Listed entries section start

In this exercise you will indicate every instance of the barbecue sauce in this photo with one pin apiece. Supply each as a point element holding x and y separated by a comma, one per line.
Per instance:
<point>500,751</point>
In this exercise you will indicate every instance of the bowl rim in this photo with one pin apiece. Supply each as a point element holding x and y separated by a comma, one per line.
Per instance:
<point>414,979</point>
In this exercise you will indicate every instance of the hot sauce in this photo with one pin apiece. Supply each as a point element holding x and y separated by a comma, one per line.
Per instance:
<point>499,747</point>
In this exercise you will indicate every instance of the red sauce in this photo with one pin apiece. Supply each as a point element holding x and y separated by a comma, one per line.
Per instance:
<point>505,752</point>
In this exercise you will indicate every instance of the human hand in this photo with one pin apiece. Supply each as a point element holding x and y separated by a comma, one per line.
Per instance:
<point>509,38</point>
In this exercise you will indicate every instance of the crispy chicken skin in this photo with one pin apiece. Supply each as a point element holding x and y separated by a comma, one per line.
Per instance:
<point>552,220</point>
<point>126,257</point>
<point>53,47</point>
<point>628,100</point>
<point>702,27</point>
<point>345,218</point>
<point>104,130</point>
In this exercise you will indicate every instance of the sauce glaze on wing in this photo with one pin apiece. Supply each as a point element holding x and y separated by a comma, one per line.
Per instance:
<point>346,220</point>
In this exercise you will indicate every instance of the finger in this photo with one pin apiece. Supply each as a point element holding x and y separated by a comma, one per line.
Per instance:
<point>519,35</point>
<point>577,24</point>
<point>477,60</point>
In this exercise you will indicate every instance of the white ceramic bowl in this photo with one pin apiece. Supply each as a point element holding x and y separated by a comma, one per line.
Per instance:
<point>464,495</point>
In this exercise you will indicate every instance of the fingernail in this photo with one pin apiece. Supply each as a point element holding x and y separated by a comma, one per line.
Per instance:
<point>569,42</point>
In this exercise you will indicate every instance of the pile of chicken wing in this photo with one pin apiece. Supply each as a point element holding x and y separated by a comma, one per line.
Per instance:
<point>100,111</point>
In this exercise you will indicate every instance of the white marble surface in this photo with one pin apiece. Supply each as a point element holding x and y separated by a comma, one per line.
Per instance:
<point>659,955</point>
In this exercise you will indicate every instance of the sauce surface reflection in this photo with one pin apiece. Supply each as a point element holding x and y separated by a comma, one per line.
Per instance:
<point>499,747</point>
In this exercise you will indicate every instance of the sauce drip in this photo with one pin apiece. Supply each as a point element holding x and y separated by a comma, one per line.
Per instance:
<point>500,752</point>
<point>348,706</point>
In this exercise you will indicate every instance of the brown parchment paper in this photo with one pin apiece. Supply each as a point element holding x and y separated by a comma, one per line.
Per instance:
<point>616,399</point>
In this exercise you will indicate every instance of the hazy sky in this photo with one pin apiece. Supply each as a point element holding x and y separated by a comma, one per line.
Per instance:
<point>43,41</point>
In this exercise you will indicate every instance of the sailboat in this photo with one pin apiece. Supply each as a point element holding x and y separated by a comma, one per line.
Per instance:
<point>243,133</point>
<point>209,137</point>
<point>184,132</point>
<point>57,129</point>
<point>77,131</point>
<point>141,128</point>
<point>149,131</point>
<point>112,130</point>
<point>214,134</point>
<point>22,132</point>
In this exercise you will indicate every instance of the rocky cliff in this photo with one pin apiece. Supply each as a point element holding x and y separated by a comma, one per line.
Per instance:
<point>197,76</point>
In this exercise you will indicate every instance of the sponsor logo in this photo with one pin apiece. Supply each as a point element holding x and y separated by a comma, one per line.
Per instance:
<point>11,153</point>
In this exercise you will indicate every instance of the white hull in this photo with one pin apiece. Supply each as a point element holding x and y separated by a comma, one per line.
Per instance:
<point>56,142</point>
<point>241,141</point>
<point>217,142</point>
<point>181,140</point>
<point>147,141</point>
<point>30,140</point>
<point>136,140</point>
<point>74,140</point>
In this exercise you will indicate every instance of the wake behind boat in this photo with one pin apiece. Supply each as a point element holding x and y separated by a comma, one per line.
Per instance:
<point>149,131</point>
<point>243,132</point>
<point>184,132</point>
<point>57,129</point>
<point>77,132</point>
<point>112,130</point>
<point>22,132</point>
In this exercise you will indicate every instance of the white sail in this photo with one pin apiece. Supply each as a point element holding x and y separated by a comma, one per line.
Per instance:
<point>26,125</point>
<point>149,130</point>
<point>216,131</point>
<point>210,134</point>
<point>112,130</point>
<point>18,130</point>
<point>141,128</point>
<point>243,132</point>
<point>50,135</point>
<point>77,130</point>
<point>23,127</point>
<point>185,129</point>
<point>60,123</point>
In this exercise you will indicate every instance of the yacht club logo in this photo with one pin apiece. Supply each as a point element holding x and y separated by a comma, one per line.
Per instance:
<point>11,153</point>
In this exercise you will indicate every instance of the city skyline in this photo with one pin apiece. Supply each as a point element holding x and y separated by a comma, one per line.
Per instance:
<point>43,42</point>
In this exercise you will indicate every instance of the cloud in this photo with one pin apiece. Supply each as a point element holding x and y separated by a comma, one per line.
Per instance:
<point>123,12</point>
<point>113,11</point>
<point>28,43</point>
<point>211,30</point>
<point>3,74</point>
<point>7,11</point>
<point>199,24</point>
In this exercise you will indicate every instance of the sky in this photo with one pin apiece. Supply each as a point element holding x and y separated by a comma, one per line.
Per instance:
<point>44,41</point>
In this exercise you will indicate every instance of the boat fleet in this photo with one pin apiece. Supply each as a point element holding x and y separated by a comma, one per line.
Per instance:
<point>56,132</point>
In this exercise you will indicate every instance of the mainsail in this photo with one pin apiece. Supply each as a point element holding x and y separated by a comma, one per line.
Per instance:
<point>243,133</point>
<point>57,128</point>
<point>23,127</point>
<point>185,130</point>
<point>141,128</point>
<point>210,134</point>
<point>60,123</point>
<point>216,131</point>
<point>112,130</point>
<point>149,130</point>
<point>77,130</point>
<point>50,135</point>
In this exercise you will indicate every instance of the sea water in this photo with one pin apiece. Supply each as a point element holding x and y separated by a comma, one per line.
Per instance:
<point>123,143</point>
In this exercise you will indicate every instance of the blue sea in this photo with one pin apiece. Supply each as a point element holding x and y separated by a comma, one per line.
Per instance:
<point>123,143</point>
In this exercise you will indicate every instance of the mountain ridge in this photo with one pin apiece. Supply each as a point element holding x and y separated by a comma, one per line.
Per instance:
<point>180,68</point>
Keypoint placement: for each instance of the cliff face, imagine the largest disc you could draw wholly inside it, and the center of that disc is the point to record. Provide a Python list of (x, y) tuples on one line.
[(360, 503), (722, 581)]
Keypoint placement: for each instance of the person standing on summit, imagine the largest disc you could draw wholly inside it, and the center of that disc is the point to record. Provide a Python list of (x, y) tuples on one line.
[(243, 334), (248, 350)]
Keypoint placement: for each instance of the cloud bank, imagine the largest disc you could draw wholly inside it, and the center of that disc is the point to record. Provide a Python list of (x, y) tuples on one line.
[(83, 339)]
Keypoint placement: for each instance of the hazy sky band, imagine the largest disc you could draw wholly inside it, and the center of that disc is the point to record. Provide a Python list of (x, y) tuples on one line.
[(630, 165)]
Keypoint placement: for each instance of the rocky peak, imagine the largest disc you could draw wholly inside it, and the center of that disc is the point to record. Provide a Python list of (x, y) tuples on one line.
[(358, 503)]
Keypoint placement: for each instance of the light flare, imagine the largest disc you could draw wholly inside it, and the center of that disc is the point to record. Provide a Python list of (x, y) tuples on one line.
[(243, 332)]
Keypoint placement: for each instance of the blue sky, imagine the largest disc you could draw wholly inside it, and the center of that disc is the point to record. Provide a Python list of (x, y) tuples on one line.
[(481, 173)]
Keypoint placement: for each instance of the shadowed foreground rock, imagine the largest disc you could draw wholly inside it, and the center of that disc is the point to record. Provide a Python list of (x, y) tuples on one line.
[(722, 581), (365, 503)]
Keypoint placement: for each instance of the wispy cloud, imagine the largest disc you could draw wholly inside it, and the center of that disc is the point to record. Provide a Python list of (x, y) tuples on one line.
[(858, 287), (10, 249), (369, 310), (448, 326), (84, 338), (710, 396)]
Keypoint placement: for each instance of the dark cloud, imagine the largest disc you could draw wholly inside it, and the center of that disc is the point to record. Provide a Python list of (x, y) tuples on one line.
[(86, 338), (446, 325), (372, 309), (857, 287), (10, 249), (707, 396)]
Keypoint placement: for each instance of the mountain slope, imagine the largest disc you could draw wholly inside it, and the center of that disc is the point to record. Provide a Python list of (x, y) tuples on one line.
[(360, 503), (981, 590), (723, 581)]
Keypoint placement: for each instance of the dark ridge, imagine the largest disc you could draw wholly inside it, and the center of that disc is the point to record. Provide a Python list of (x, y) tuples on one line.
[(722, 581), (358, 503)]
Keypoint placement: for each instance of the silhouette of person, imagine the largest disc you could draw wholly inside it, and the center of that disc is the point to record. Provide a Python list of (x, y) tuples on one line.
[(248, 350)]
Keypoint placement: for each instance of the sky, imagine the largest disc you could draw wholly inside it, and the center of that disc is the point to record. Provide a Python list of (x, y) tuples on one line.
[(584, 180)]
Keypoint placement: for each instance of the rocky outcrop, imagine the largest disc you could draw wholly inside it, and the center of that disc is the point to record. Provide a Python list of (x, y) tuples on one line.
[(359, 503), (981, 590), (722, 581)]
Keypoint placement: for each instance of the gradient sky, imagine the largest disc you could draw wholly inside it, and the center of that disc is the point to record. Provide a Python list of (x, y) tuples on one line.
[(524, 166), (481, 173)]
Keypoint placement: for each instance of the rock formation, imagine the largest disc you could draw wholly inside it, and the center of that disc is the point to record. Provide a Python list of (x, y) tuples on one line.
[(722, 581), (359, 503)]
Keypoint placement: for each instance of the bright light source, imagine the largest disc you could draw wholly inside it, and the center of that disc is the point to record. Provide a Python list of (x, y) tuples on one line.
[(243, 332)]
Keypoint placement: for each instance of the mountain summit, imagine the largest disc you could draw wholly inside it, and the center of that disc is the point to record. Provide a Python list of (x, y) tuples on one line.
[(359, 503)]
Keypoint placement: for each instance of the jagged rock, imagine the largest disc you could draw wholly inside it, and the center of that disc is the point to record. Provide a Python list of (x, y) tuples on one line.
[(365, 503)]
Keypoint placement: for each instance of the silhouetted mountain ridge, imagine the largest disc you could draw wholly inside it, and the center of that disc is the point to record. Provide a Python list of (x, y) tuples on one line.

Listed entries section end

# [Task]
Of the lines above, output exactly those from the line bearing "the sauce surface" through the line bearing "of the sailboat", inclusive.

# [Task response]
In this exercise you will indicate every instance of the sauce surface reflection in this photo with one pin apiece. Supply each as a point element holding x and y separated by a comma, one per line.
Per instance:
<point>499,747</point>
In this exercise you will indicate every instance of the sauce drip in this photo with one pin apiece. Supply each as a point element holding x and y separated by a comma, one per line.
Per instance:
<point>500,752</point>
<point>348,706</point>
In this exercise you will indicate every instance of the brown parchment paper in this photo with one pin apiece. Supply each as a point element holding x and y separated by a comma, one per line.
Per instance:
<point>616,399</point>
In this exercise you will indicate every instance of the hazy sky in this photo with one pin apiece. Supply each as a point element holding x and y separated by a comma, one per line.
Per instance:
<point>43,41</point>
In this exercise you will indicate every instance of the sailboat in this photo with one pin apiece. Supply each as a point element holding x and y separated by a comma, one per line.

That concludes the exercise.